- Work instructions: Without the pictures, copy all the entries below exactly.

[Dataset entries]
* * * * *

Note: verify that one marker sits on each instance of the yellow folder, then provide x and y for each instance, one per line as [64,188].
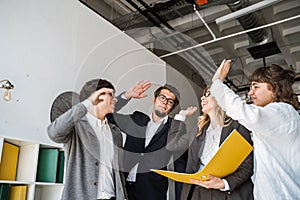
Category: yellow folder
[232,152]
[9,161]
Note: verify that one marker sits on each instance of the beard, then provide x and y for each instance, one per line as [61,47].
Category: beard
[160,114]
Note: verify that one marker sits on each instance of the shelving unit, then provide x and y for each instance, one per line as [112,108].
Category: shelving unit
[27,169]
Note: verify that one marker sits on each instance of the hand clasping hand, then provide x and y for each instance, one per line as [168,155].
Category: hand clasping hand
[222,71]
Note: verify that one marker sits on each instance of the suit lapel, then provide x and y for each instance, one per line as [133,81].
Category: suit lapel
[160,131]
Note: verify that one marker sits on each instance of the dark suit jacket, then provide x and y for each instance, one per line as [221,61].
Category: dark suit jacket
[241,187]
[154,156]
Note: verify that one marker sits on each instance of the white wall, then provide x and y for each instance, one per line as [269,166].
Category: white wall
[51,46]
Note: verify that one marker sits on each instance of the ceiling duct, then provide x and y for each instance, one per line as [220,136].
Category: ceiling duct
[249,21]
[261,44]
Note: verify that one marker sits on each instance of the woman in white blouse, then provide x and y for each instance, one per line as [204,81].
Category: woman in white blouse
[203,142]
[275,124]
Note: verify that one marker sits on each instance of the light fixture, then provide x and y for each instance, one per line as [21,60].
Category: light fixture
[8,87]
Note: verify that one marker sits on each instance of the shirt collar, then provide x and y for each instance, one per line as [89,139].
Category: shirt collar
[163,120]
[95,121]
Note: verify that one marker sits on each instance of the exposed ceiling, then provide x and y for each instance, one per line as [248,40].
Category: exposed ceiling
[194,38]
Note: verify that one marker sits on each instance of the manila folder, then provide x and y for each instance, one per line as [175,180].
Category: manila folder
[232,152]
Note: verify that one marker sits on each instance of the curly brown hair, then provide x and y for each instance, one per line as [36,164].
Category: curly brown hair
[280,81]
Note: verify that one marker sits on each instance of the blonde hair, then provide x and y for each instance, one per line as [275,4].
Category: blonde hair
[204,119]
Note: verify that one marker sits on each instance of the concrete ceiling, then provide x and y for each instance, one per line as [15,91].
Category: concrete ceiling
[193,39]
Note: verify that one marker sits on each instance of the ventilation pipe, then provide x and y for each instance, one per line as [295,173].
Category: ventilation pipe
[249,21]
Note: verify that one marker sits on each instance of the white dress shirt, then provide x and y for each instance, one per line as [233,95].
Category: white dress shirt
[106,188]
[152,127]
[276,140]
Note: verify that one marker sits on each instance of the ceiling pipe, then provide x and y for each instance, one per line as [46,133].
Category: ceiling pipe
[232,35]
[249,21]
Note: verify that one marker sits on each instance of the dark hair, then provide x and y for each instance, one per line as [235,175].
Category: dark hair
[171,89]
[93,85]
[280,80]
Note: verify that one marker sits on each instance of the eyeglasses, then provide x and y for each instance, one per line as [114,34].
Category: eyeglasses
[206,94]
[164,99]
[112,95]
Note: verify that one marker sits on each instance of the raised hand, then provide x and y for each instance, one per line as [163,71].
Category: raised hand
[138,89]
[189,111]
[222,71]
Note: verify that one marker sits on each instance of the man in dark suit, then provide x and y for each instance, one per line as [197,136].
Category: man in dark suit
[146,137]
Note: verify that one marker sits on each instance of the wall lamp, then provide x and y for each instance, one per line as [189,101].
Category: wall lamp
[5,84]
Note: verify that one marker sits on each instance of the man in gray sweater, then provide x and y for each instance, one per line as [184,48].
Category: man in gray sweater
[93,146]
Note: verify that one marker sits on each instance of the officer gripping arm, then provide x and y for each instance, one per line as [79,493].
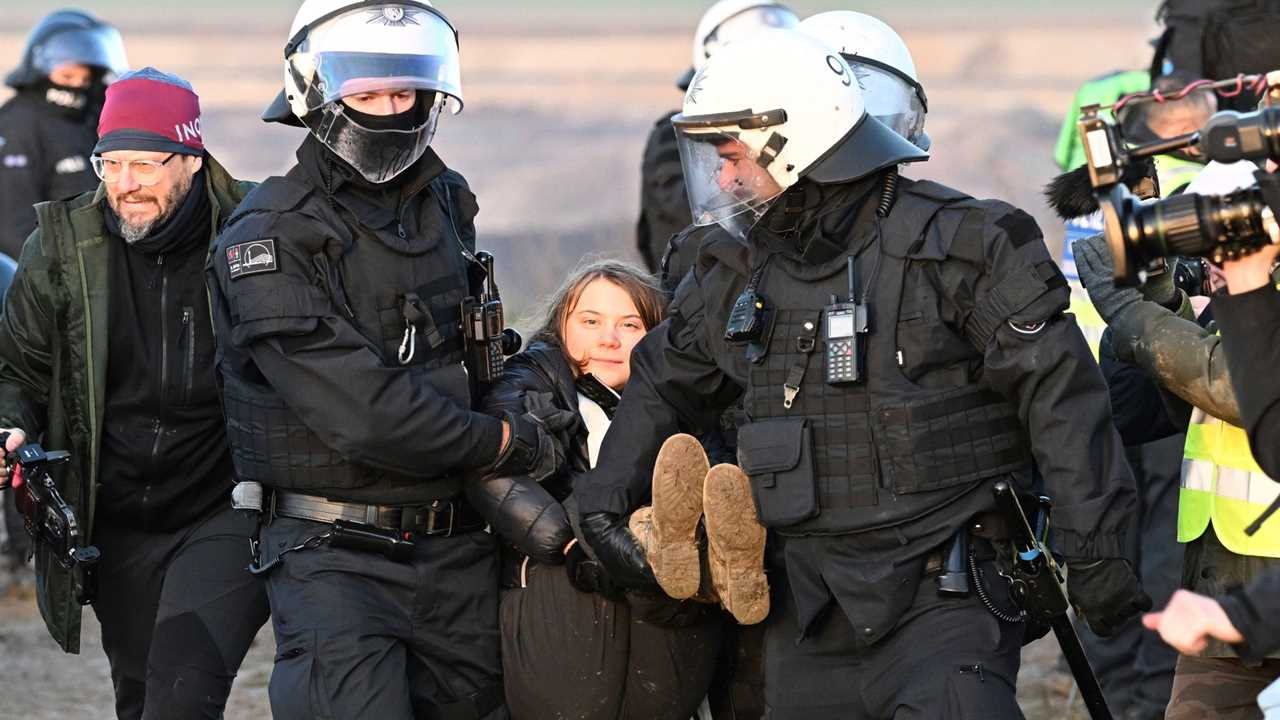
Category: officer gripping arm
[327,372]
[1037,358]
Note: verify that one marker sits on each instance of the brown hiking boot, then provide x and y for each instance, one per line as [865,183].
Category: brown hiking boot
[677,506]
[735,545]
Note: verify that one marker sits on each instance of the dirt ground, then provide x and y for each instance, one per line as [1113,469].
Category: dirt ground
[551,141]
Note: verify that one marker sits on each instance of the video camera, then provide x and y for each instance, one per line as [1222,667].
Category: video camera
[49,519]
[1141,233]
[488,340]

* * * * *

- Reply:
Note: verify that one marker sits on each instance of the yellow folder, then provide x and y for each instance, one per line as [64,188].
Category: yellow folder
[232,152]
[9,161]
Note: verify that one marker sits on each instance of the beard, then provide x and y for each instance, one per line as [61,47].
Category: beard
[160,114]
Note: verify that one marker sits on each instance of the shelving unit, then provide x and y for each instance, one per line as [112,108].
Category: shelving unit
[27,169]
Note: verify that one marker sits on each instance of the hand clasping hand, then provide x and y for each instance, one per line as [168,155].
Category: hand clasping hand
[222,71]
Note: verify that one marker sits on each instance of the suit lapel, then provide x and y for each instance, one per line as [133,81].
Category: suit lapel
[160,131]
Note: verify that one marker sits on each instance of the dark suit jacket, then provide x and y for each instance, one per line as [221,61].
Category: dark suit jacket
[241,187]
[154,156]
Note: verify that one marker sits on each instance of the white wall, then provide x and y for each instance, one per line as [269,166].
Category: white wall
[51,46]
Note: verify that one marker sits on each instance of the ceiling duct, then provide x and y for each instance, one per line as [220,136].
Category: ceiling duct
[249,21]
[261,44]
Note: verify that one marker sits on each instance of the woman in white blouse, then provide x and y for each instance, one per line as [204,81].
Category: woman in white blouse
[203,142]
[275,124]
Note: verify that one marker sits on each instance of the light fixture, then provide x and y for each instance, one per line as [21,60].
Category: light fixture
[8,87]
Note: verify that one marker sits on each instance of the shirt collar, then provide x and y for each instance, one per line as [89,139].
Category: shirt collar
[163,120]
[95,121]
Note: verify that one marker sits on each instance of the exposed ceiling, then provide x and y for each instance, one per line as [248,40].
Category: exposed ceiling
[194,38]
Note: verify that one marker sits on each instance of the manila folder, then provide x and y for each instance, one per line as [175,180].
Category: manila folder
[232,152]
Note: verify that one marker sits on each instance of the curly brown hair, then provide x and y for each instance, one per line as [36,164].
Category: curly brown hair
[280,81]
Note: verify that one marker sits on each instance of the blonde hair, then provide x and y for each instance, one per line as [275,4].
Category: blonde hair
[204,119]
Note: verify that one marker sits on each instance of the concrete ceiling, then provide x and y for each instance, one per line as [15,91].
Category: concrete ceiling
[193,39]
Note: verify that one marker sits on each instance of the ventilation pipe, then provide x and y for each instance, one per line as [295,173].
Category: ventilation pipe
[249,21]
Note: verify that one marker sits on each instance of the white dress shirt, then provide x and y for each instance, one per line as [233,95].
Category: white dress shirt
[106,188]
[152,127]
[276,140]
Note: verify that one marker sits on each instance of the ceiling pipe, then provide x and y for each instance, one per line as [46,133].
Category: ceiling pipe
[232,35]
[249,21]
Note: verify that one marker sits on each instance of the dark hair, then provide x and y for each instance, one per line as [235,175].
Category: dark hair
[171,89]
[93,85]
[280,80]
Note: verify that one marker sits on each instance of the eyeglasses, then provide x and y for each instance, one per line as [114,34].
Category: eyeglasses
[206,94]
[164,99]
[112,95]
Note: verify that one marker sits on each instance of the raised hand, then provide x and y for each instance, one per line as [163,71].
Category: raised hand
[138,89]
[189,111]
[222,71]
Note: verify that one marker sits on each instance of the man in dark suit, then provide x and y for each instance, one per line as [197,136].
Category: man in dark suit
[146,137]
Note: verify that one marker sits on each instance of the wall lamp, then provide x and y for each instance, one per line as [189,101].
Category: wall lamp
[5,84]
Note: verify that one marker sits on each instance of the man in gray sweater, then provide x and y for each instance, one per line as [184,48].
Category: man in gray sweater
[93,146]
Note: verify that one marker sits on each instance of the officer gripping arm, then provide x and y for each instance, one per line as [79,493].
Category: officer gripping arm
[327,372]
[1037,358]
Note: verify that one marker sits on each instance of the brown hiking boot, then provide x and y for each instance, one per line as [865,183].
Category: brown hiking boot
[677,506]
[735,545]
Note: verify that one marker sits on each instance of the dirt ground, then provide x and y for each instance, one per line as [1113,469].
Category: dirt ground
[551,141]
Note: verify that one marker sits on each instance of the video camera, then provide x and y for each instance, one per line as [1222,667].
Category: video camera
[49,519]
[1141,233]
[488,340]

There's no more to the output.